**GIVEN PASSAGE**:
+++

TELL THE FTC: NO MORE CAR DEALER JUNK FEES!

We have until January 8th, 2024 to submit comments to the FTC about proposed rules to BAN CAR DEALER JUNK FEES. Please visit https://www.regulations.gov/document/FTC-2023-0064-0001 to be heard!

Monday, January 30, 2023

Don’t Let Dealers Steal Your Discount on a New Car

All auto manufacturers offer price discounts and very low interest rates. As we begin the recovery from the microchip and other supply line shortages, car dealers and manufacturers inventories are growing rapidly. This will trigger more and steeper discounts to move inventory in the form of cash incentives and interest rate reductions.
 
Cash incentives take two forms, dealer, and customer. Dealer incentives, as the name suggests, are paid directly to the dealer, and are kept secret from the public. These discounts range from a few hundred to a few thousand dollars. Depending on how large an inventory of a particular model is, dealer and customer incentives can range from several hundred to several thousand dollars. Discounts of $10,000 and higher are not uncommon.

+++

**DATA LISTING**:
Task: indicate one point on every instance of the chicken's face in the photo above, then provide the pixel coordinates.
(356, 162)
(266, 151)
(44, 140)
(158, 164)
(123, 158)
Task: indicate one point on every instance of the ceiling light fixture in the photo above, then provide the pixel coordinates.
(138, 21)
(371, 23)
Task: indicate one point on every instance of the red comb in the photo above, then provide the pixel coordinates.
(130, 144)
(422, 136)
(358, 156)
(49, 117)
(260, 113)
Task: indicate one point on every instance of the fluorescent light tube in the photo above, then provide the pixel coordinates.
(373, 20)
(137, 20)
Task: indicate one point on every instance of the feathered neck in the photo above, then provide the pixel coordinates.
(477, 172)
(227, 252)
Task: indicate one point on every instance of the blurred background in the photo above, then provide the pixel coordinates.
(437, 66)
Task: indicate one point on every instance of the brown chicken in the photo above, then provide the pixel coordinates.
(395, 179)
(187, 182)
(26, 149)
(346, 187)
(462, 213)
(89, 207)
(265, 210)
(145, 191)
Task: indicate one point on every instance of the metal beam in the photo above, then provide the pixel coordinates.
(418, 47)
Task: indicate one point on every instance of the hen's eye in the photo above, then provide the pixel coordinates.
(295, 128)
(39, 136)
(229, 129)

+++

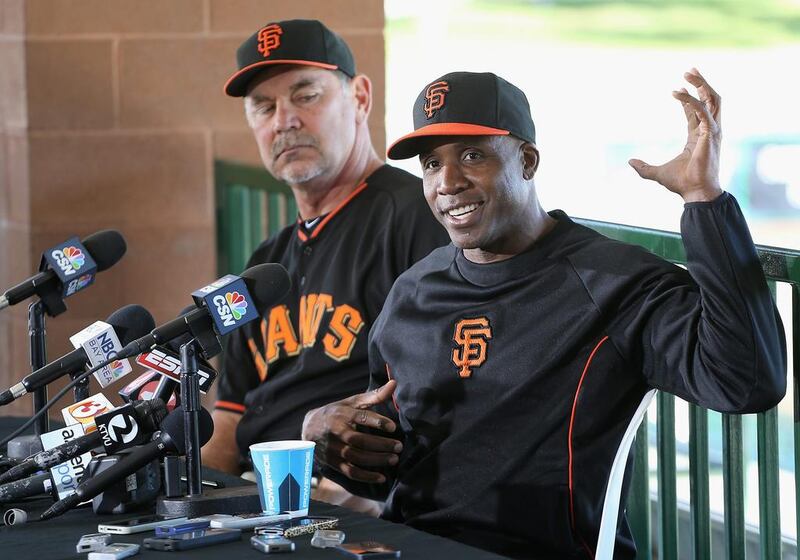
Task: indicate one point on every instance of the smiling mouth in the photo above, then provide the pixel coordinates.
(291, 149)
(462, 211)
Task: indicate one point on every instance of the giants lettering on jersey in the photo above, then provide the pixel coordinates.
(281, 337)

+++

**WHAT IS REQUIRED**:
Revise the post about car dealer discounts from "TELL THE FTC: NO" up to and including "interest rate reductions.", replacing "microchip" with "semiconductor".

**WRITTEN ANSWER**:
TELL THE FTC: NO MORE CAR DEALER JUNK FEES!

We have until January 8th, 2024 to submit comments to the FTC about proposed rules to BAN CAR DEALER JUNK FEES. Please visit https://www.regulations.gov/document/FTC-2023-0064-0001 to be heard!

Monday, January 30, 2023

Don’t Let Dealers Steal Your Discount on a New Car

All auto manufacturers offer price discounts and very low interest rates. As we begin the recovery from the semiconductor and other supply line shortages, car dealers and manufacturers inventories are growing rapidly. This will trigger more and steeper discounts to move inventory in the form of cash incentives and interest rate reductions.